In the material below, replace "pixel coordinates" with "pixel positions" and leave everything else unchanged. Leave the pictures out of your answer.

[Data entries]
━━━━━━

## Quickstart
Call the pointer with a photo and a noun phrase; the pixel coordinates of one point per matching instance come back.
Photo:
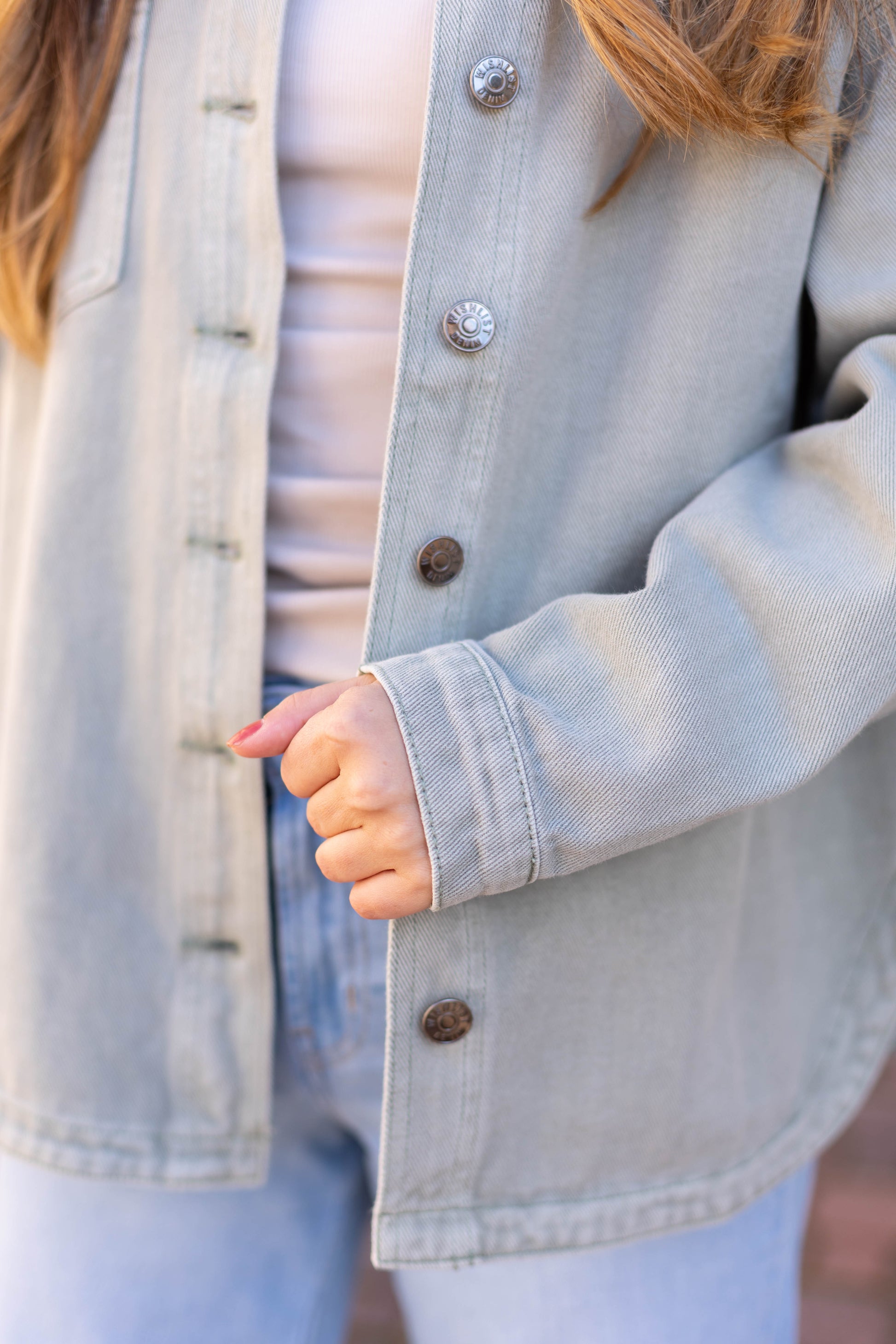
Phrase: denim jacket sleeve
(762, 641)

━━━━━━

## [Task result]
## Quickstart
Call the pointer with a photo and a noun phrase; the pixel positions of one point per matching instance come back.
Photo:
Phrase: denim jacket sleeve
(762, 641)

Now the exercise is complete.